++++ SOURCE

It’s Wednesday, November 9, and I am 31,000 feet up and have a ground speed of 504 miles per hour.
No Mastodon today. I’m in a reflective mood. I just finished reading Gabrielle Zevin‘s Tomorrow, and Tomorrow, and Tomorrow - A Novel, so today’s episode is going straight back to being about technology and what it is like to be a person.
Here are some things to know about me:
When I was around 16 years old (which is strange, in my head I remember being younger), Microserfs, by Douglas Coupland, was published in the UK. It expanded on a short story that was included in a 1994 issue of WIRED, says Wikipedia, which is probably why my memory is all fuzzy.
Suffice it to say that Microserfs is one of my comfort books, alongside The Hitchhiker’s Guide to the Galaxy which, I’m afraid to admit, makes me a stereotype, cliche and trope walk into a bar and order a man of a certain age on the internet.
Microserfs is about a bunch of young college grads working at Microsoft, a sort of follow-up to Coupland’s Generation X (which I read, and never really grokked, to be honest) and, I don’t know what it is to be young and working at Microsoft at that critical early 1990s era of computers and culture. The characters are geeks and nerds and talk in top 10 lists and they email each other, there’s a Windows app called WinQuote that would let people check the Microsoft stock price just as right now Meta employees may be despairing at what their RSUs are, or are not, worth.
I was 16 and impressionable and loved computers, everything about them, and like some of the characters hated my body and wished and believed that the thing that mattered about me was my brain and my intellect and that really, all I needed was my brain and my fingers so I could type.
Now, a good 27 years later, it hurts when I type.
Anyway. I wanted to be them. I wanted to be those nerds who lived with those computers and had a network in their house and I ate that shit up, I had the copies of Byte in our house, but at the same time I was sixteen and there people were in their early to mid twenties, I hadn’t even moved out of the house yet. But then they were quitting their jobs, following their savant Michael and their dream of creating a universal object-oriented programming-based game, a proto-Minecraft and, I think, a fantasy of all game designers at some point in their lives: the everything game.
This was 1995, so at the same time many middle class people of a certain age were about to get hooked on the mass-media phenomenon of the friends, those people living aspirational lives of doing apparently not very much and sitting around quipping at each other when they didn’t even have Twitter accounts yet.

++++++++

TASK DESCRIPTION:
Resume the personal essay about reading Microserfs at sixteen, continuing directly after its final sentence.

++++ AVAILABLE DATA

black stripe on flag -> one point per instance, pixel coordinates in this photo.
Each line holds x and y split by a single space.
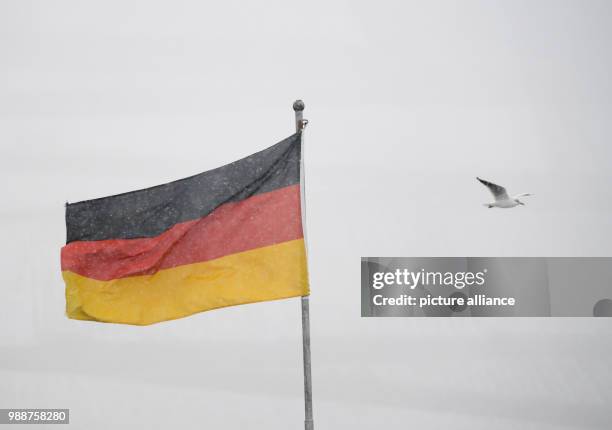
149 212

++++++++

SOLVED PROBLEM:
The thing about Microserfs, and then later, the thing about the Mythic Quest episode A Dark Quiet Death, is that it took seriously the experience and interior life of what I suspect was at the time a relatively small number of people: people who had grown up with the personal computer revolution, who were lucky enough, in stable enough, rich enough families to have encountered those computers and were of that particular mix of introverted/problem-solving/world-creating personality and temperament to look at a computer and see: what worlds we could create with this.
In the 1980s and 1990s we were early of course and our reach far outmatched our grasp, but as human brains are wont to do, we filled in the gaps and just thought about what would be because Moore had promised us that we only had to wait eighteen months, and then another eighteen, and then another eighteen. And the benefit of youth, of course, when eighteen months could simultaneously feel like nothing and everything.
There is a part of Zevin’s novel where the protagonists reflect on whether they were born at just the right time. Any earlier and they’d have had to ship games around in ziplock bags. Any later and, well: look around you. The crushing intensity of creating in the open on the internet. The economics of the videogame industry. It’s any generation’s prerogative, I suppose, to look back on its childhood and early adulthood and say: nobody else had it like this, and only our time was unique, and of course that is always going to be true. But allow me to maintain the fiction that the course and trajectory of computing and its effect and penetration in society had a particular curve, and there were definitely certain portions of that curve at which you could be a certain age.
The thing that has absolutely wrecked me about Zevin’s novel is how much she has captured what it was like to grow up while the videogame industry grew up, what it was like to grow up in with a creative medium that was defining itself (me, on Twitter: have you noticed how there were no dad videogames until the videogame industry was old enough to have dads and now suddenly there are so many dad videogames everywhere?1) in a cyclical feedback loop. I am an ignorant, spoiled philistine so I will assert without research or evidence this: when else has there been such a quick cycle of technical innovation combined with the aging of a cohort deciding and defining the stories it wishes to tell, with the ability to affect so many?
And they say some people wonder, ineffectually, into the fucking void, whether videogames are art. Of course they were fucking art, he says, desperately attempting to stave off re-litigating this stupid argument. They were made by people trying to express something about the world and themselves whether they knew it or not and they communicated to their audience and I’m sorry if that was too alien or scary or threatening to you but you know what, it made our generation.
Zevin’s is a novel where ludonarrative dissonance is casually tossed in, no heavy-handed explanation to the reader because of course the reader knows, and if the reader doesn’t know, then of course the reader can look up the fucking word. Zevin is 45, I see, and that doesn’t surprise me at all, in some ways it makes me pleased and relieved that there is someone in my cohort who writes so achingly, beautifully and heartbreakingly well to describe, in a little way, what it is like to be me.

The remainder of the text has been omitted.